• _EXERCISE DESCRIPTION_:
Repeat, please, only the lines from the top of the data down to the line with "324, row 35."; include both of those lines.

• _MATERIAL TO PROCESS_:
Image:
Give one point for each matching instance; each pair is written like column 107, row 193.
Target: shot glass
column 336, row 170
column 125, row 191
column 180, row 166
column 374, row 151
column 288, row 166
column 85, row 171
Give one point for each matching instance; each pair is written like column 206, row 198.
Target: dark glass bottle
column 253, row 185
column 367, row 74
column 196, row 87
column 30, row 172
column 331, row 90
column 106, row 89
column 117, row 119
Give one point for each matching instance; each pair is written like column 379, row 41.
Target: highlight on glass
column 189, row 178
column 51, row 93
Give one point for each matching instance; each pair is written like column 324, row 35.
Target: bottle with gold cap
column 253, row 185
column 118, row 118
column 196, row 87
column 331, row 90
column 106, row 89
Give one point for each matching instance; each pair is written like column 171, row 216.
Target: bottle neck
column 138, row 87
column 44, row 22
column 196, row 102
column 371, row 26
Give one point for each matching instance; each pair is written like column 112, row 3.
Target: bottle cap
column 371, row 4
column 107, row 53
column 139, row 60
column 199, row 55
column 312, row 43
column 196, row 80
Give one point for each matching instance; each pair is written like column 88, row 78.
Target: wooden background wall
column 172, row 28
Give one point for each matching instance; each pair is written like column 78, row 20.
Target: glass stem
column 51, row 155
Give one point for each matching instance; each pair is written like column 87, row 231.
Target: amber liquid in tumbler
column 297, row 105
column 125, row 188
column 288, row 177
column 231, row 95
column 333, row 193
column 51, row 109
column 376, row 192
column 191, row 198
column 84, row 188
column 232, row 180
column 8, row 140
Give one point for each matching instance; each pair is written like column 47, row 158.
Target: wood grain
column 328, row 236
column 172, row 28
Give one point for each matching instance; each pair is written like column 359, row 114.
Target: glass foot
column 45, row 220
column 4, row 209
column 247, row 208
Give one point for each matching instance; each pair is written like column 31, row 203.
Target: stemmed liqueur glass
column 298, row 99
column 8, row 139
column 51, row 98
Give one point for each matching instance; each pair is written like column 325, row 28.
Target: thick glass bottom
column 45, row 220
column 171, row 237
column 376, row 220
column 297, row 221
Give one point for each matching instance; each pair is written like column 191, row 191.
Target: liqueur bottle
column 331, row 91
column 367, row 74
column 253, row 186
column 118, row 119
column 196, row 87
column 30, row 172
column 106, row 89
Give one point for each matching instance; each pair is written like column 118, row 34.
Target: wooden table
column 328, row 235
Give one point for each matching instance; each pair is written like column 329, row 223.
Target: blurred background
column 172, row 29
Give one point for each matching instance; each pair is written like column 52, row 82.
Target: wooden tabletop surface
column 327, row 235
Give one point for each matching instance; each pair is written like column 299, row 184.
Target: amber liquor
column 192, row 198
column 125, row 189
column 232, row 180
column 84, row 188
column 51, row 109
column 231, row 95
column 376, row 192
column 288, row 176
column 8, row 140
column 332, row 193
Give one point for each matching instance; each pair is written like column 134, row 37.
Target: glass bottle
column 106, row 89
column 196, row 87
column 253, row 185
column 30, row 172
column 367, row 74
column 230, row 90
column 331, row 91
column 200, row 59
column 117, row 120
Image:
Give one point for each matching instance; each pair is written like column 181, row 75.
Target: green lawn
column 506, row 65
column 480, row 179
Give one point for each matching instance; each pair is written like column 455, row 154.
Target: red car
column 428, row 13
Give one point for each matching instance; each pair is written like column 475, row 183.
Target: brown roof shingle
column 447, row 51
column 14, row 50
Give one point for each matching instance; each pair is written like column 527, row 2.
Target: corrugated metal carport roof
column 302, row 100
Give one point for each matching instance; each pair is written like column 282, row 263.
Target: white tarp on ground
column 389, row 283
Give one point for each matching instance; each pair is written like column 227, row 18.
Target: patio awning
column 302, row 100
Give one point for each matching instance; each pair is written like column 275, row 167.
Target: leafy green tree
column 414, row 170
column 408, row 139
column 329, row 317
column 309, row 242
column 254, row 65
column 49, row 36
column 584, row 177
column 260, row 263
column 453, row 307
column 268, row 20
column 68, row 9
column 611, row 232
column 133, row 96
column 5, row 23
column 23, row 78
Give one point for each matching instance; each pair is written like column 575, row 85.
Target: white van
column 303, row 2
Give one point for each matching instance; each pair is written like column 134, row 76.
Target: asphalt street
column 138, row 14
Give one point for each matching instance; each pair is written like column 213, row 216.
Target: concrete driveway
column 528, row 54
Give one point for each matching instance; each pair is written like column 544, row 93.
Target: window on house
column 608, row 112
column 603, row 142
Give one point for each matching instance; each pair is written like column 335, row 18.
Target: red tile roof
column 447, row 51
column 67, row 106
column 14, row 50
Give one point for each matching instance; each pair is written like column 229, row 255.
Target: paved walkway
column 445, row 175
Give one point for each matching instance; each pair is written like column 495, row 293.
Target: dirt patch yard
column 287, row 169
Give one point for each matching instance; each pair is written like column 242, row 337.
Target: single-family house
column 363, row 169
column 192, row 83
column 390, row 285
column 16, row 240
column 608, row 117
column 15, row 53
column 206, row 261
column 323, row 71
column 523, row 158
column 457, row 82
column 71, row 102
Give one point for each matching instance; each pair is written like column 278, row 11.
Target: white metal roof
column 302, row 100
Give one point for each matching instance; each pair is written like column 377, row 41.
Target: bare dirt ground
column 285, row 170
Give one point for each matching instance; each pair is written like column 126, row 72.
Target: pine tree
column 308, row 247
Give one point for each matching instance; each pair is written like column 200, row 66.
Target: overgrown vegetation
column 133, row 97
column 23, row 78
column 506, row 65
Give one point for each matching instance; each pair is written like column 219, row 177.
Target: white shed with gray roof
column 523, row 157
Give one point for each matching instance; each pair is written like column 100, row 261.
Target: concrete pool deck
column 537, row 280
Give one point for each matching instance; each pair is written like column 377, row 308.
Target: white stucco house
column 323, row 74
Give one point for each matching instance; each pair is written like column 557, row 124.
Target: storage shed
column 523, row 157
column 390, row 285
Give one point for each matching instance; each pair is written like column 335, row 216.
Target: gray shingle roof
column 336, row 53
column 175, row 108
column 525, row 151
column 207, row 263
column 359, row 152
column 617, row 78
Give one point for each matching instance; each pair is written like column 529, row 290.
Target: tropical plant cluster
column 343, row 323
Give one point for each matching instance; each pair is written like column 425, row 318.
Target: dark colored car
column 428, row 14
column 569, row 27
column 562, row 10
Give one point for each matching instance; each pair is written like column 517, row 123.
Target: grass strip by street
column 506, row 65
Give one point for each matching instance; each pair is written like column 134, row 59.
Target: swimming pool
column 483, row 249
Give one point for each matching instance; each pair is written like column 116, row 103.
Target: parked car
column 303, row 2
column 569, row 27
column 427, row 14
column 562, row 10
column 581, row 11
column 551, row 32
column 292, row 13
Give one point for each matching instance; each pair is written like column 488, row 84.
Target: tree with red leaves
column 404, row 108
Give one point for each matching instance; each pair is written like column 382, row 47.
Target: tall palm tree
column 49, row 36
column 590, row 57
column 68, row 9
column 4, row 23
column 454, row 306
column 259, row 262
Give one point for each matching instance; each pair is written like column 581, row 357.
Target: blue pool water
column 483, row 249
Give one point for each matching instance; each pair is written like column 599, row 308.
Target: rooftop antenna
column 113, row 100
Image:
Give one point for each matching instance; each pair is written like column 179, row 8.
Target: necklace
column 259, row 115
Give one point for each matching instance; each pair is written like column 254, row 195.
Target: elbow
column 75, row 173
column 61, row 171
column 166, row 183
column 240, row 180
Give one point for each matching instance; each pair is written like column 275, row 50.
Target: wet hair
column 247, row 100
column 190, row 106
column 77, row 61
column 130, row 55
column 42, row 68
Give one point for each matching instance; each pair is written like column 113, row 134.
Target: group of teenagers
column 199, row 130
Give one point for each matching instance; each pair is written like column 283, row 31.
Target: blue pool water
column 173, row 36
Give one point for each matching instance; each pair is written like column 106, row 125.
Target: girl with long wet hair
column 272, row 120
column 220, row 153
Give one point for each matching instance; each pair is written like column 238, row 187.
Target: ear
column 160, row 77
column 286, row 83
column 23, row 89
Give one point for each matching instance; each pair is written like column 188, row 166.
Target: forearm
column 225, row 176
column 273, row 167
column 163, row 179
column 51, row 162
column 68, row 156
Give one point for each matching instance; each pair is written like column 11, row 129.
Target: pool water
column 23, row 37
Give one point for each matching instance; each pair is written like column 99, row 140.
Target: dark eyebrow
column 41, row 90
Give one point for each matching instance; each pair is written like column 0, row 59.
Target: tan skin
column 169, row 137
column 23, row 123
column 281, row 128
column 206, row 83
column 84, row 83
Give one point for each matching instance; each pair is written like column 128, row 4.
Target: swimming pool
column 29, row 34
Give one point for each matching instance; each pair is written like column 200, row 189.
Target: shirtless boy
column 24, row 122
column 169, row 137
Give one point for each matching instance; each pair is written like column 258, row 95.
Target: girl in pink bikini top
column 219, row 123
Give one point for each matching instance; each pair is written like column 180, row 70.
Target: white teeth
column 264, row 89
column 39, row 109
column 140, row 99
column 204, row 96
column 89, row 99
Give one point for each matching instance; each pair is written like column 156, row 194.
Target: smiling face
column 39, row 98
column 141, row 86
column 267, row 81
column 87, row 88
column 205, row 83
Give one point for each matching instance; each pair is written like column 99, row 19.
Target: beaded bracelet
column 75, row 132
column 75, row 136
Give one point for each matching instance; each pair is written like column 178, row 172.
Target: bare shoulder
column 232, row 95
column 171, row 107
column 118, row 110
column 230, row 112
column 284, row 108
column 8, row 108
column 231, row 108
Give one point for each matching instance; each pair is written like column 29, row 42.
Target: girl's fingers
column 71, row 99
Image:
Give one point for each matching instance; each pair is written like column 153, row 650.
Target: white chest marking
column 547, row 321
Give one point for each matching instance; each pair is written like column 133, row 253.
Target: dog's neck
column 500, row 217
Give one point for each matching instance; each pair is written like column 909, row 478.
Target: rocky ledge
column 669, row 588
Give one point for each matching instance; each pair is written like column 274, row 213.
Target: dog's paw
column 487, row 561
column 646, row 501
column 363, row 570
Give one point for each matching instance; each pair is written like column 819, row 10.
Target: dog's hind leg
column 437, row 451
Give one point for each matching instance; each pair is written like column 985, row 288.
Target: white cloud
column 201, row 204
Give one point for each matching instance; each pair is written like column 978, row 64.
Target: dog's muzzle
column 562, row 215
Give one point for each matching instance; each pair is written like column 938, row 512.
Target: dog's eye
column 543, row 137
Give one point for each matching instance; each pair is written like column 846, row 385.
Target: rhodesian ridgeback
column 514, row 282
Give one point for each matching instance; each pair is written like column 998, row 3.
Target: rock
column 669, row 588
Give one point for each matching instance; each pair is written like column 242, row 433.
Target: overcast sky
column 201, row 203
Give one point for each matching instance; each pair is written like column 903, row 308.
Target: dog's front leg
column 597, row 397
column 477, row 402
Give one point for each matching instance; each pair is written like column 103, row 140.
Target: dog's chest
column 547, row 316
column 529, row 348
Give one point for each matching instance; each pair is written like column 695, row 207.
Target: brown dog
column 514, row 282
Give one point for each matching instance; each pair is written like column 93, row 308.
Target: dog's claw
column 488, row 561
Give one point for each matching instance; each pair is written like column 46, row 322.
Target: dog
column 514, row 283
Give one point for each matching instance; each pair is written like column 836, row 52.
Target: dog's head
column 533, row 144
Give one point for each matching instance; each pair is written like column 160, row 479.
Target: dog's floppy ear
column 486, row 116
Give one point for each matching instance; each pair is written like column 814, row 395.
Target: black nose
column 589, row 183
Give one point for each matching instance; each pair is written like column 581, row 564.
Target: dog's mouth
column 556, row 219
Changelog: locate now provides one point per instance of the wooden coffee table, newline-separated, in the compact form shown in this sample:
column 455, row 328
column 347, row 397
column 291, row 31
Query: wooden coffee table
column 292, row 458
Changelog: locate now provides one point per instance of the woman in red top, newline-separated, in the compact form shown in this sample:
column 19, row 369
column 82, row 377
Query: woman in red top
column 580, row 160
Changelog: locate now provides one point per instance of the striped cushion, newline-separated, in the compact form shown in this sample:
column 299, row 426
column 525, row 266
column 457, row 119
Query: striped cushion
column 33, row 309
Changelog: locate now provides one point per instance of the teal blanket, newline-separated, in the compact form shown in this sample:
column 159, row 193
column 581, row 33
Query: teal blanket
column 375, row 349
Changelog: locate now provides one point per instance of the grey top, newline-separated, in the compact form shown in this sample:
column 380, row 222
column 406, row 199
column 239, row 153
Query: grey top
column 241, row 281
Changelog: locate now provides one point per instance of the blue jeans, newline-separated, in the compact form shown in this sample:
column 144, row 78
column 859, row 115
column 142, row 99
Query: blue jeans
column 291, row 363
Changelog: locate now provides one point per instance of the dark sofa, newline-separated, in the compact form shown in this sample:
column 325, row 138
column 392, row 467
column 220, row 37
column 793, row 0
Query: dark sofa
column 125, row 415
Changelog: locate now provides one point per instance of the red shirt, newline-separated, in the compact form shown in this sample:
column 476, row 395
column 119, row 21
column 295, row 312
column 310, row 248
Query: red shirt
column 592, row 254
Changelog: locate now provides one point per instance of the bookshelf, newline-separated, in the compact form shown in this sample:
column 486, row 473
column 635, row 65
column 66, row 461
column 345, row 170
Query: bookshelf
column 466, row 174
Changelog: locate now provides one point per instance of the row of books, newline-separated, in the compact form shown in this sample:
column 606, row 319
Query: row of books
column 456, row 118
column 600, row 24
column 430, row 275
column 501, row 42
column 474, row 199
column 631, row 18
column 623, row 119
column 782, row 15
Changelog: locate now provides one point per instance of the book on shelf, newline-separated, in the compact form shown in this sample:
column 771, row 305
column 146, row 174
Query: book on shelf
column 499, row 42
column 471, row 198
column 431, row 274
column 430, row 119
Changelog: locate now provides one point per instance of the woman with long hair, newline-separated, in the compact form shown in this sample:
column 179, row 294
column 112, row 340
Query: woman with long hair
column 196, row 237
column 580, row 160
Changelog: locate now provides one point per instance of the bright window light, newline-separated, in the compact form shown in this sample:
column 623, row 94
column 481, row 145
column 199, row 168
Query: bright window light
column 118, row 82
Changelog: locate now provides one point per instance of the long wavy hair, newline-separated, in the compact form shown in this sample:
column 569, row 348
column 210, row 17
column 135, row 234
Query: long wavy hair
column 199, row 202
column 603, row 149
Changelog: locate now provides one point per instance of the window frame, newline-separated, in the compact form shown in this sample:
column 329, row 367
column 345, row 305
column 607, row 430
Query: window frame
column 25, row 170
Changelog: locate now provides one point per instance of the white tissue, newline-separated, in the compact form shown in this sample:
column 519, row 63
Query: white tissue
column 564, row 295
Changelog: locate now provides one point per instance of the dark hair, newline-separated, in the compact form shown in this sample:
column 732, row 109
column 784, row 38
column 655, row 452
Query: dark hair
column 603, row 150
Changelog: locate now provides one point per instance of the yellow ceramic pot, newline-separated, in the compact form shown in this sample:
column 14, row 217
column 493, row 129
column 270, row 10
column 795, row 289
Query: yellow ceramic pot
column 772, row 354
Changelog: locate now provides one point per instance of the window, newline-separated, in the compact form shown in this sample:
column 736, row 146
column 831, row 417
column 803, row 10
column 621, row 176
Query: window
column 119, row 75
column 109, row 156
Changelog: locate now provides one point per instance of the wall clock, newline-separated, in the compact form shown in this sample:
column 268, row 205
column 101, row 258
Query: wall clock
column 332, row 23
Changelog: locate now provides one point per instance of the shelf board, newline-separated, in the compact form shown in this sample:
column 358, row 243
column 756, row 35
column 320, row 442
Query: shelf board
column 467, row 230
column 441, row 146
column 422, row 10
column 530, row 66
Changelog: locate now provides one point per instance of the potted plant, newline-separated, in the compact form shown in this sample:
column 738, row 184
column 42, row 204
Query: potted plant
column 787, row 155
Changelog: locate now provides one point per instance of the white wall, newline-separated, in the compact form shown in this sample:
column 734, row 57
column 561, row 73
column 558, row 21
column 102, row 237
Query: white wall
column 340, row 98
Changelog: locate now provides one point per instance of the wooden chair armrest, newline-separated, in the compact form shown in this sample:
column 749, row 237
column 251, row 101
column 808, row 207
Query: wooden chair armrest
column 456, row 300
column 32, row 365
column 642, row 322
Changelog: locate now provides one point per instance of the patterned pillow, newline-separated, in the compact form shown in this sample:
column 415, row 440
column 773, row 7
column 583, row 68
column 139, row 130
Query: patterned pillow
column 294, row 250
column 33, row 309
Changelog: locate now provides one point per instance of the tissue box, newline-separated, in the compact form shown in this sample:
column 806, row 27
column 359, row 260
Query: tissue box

• _SOLUTION_:
Image:
Give one point for each matching instance; each pair is written like column 107, row 193.
Target: shot glass
column 336, row 170
column 125, row 191
column 180, row 166
column 374, row 151
column 288, row 166
column 85, row 171
Give one point for each matching instance; each pair is written like column 206, row 198.
Target: dark glass bottle
column 253, row 185
column 367, row 74
column 196, row 87
column 30, row 172
column 331, row 90
column 106, row 89
column 117, row 119
Give one point for each matching instance; each pair is written like column 379, row 41.
Target: highlight on glass
column 189, row 178
column 51, row 93
Give one point for each matching instance; each pair is written like column 324, row 35.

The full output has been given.